▶ **WHAT YOU WILL DO**
Pick out every line of the records that contains the string "sunglasses", matching case exactly.

▶ **INFORMATION PROVIDED**
— start —
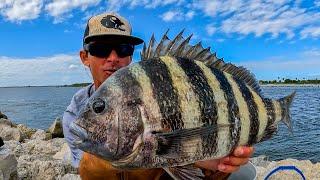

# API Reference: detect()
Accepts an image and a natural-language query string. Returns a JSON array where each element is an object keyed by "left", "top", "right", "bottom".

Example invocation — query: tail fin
[{"left": 279, "top": 91, "right": 296, "bottom": 134}]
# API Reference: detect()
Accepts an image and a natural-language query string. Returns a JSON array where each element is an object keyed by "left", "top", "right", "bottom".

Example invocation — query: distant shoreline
[
  {"left": 0, "top": 83, "right": 91, "bottom": 88},
  {"left": 0, "top": 83, "right": 320, "bottom": 88},
  {"left": 260, "top": 83, "right": 320, "bottom": 87}
]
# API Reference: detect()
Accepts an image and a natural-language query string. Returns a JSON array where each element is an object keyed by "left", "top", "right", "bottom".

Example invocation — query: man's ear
[{"left": 79, "top": 50, "right": 90, "bottom": 68}]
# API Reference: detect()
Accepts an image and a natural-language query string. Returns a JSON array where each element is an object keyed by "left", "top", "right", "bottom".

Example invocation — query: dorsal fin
[{"left": 140, "top": 29, "right": 261, "bottom": 93}]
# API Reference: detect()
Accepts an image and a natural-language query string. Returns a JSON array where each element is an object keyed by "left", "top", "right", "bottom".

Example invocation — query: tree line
[{"left": 259, "top": 78, "right": 320, "bottom": 84}]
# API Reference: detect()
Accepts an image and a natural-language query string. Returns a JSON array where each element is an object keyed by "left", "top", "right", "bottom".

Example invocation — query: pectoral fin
[
  {"left": 163, "top": 164, "right": 204, "bottom": 180},
  {"left": 154, "top": 124, "right": 230, "bottom": 158}
]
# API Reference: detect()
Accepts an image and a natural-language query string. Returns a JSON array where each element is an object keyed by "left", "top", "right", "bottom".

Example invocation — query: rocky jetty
[
  {"left": 250, "top": 156, "right": 320, "bottom": 180},
  {"left": 0, "top": 118, "right": 80, "bottom": 180},
  {"left": 0, "top": 118, "right": 320, "bottom": 180}
]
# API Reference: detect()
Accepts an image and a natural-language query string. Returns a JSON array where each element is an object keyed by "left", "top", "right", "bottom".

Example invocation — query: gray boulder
[
  {"left": 30, "top": 129, "right": 52, "bottom": 140},
  {"left": 47, "top": 117, "right": 64, "bottom": 138},
  {"left": 0, "top": 145, "right": 18, "bottom": 179},
  {"left": 53, "top": 143, "right": 71, "bottom": 164},
  {"left": 15, "top": 138, "right": 65, "bottom": 157},
  {"left": 0, "top": 119, "right": 23, "bottom": 141},
  {"left": 61, "top": 174, "right": 81, "bottom": 180},
  {"left": 17, "top": 124, "right": 37, "bottom": 139},
  {"left": 0, "top": 137, "right": 4, "bottom": 147},
  {"left": 0, "top": 111, "right": 8, "bottom": 119},
  {"left": 18, "top": 155, "right": 77, "bottom": 180}
]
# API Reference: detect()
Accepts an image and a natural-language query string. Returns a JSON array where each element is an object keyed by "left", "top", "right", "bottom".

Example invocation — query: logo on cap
[{"left": 101, "top": 15, "right": 125, "bottom": 31}]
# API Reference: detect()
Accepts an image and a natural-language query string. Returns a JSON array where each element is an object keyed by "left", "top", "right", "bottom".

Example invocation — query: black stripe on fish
[
  {"left": 235, "top": 78, "right": 259, "bottom": 145},
  {"left": 140, "top": 59, "right": 184, "bottom": 130},
  {"left": 177, "top": 58, "right": 218, "bottom": 155},
  {"left": 211, "top": 68, "right": 240, "bottom": 150},
  {"left": 260, "top": 98, "right": 277, "bottom": 141},
  {"left": 112, "top": 70, "right": 143, "bottom": 156}
]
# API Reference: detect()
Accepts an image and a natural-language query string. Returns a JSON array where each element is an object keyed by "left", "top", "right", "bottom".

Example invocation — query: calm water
[{"left": 0, "top": 87, "right": 320, "bottom": 162}]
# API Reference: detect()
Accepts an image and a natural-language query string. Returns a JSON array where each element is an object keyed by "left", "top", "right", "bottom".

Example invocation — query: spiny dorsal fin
[{"left": 141, "top": 29, "right": 261, "bottom": 93}]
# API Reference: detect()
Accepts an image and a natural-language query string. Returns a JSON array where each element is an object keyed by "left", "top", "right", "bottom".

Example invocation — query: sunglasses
[{"left": 84, "top": 43, "right": 134, "bottom": 58}]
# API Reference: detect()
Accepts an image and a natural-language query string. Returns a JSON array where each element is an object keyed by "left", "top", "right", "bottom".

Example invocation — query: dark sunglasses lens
[
  {"left": 115, "top": 44, "right": 134, "bottom": 58},
  {"left": 89, "top": 44, "right": 112, "bottom": 58}
]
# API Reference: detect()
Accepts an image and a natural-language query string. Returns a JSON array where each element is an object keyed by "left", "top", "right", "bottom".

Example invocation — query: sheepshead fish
[{"left": 71, "top": 31, "right": 295, "bottom": 179}]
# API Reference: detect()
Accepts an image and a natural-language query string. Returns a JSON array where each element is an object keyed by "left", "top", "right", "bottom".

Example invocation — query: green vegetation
[{"left": 259, "top": 78, "right": 320, "bottom": 84}]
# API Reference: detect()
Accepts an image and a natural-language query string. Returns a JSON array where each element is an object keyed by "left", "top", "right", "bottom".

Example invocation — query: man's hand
[{"left": 195, "top": 146, "right": 254, "bottom": 173}]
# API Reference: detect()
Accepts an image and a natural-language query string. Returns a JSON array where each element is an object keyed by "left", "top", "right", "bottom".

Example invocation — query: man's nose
[{"left": 106, "top": 50, "right": 119, "bottom": 63}]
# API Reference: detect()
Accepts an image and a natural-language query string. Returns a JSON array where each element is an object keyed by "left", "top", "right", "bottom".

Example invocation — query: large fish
[{"left": 71, "top": 32, "right": 294, "bottom": 179}]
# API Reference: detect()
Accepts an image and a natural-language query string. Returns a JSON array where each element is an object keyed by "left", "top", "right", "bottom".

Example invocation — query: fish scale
[{"left": 71, "top": 32, "right": 295, "bottom": 179}]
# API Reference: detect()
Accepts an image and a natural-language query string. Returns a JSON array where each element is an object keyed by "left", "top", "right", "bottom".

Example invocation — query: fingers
[
  {"left": 218, "top": 164, "right": 240, "bottom": 173},
  {"left": 232, "top": 146, "right": 254, "bottom": 158},
  {"left": 195, "top": 160, "right": 220, "bottom": 170},
  {"left": 221, "top": 156, "right": 249, "bottom": 166}
]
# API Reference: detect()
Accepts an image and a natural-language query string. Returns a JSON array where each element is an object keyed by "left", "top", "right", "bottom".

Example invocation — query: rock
[
  {"left": 53, "top": 143, "right": 71, "bottom": 164},
  {"left": 252, "top": 156, "right": 320, "bottom": 180},
  {"left": 48, "top": 117, "right": 64, "bottom": 138},
  {"left": 0, "top": 118, "right": 14, "bottom": 127},
  {"left": 18, "top": 155, "right": 77, "bottom": 180},
  {"left": 0, "top": 145, "right": 18, "bottom": 179},
  {"left": 0, "top": 111, "right": 8, "bottom": 119},
  {"left": 17, "top": 124, "right": 37, "bottom": 139},
  {"left": 30, "top": 129, "right": 52, "bottom": 140},
  {"left": 15, "top": 138, "right": 65, "bottom": 156},
  {"left": 61, "top": 174, "right": 81, "bottom": 180},
  {"left": 0, "top": 137, "right": 4, "bottom": 148},
  {"left": 0, "top": 122, "right": 23, "bottom": 141}
]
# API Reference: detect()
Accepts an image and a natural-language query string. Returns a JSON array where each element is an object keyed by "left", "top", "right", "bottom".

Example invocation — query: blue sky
[{"left": 0, "top": 0, "right": 320, "bottom": 87}]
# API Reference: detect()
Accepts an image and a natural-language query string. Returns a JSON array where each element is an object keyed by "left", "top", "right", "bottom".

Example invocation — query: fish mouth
[
  {"left": 69, "top": 122, "right": 88, "bottom": 142},
  {"left": 69, "top": 122, "right": 119, "bottom": 161}
]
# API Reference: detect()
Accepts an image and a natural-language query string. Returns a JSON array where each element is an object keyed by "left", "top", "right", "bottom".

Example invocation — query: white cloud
[
  {"left": 300, "top": 25, "right": 320, "bottom": 39},
  {"left": 302, "top": 48, "right": 320, "bottom": 57},
  {"left": 107, "top": 0, "right": 185, "bottom": 12},
  {"left": 161, "top": 11, "right": 183, "bottom": 22},
  {"left": 192, "top": 0, "right": 320, "bottom": 39},
  {"left": 206, "top": 24, "right": 217, "bottom": 36},
  {"left": 160, "top": 10, "right": 195, "bottom": 22},
  {"left": 185, "top": 11, "right": 195, "bottom": 20},
  {"left": 45, "top": 0, "right": 101, "bottom": 22},
  {"left": 237, "top": 48, "right": 320, "bottom": 80},
  {"left": 0, "top": 54, "right": 91, "bottom": 87},
  {"left": 0, "top": 0, "right": 43, "bottom": 22}
]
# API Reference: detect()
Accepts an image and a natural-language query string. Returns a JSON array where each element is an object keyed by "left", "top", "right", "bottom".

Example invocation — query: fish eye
[{"left": 92, "top": 99, "right": 106, "bottom": 114}]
— end —
▶ **IN RESPONSE**
Example invocation — query: sunglasses
Example invocation — query: dark sunglasses lens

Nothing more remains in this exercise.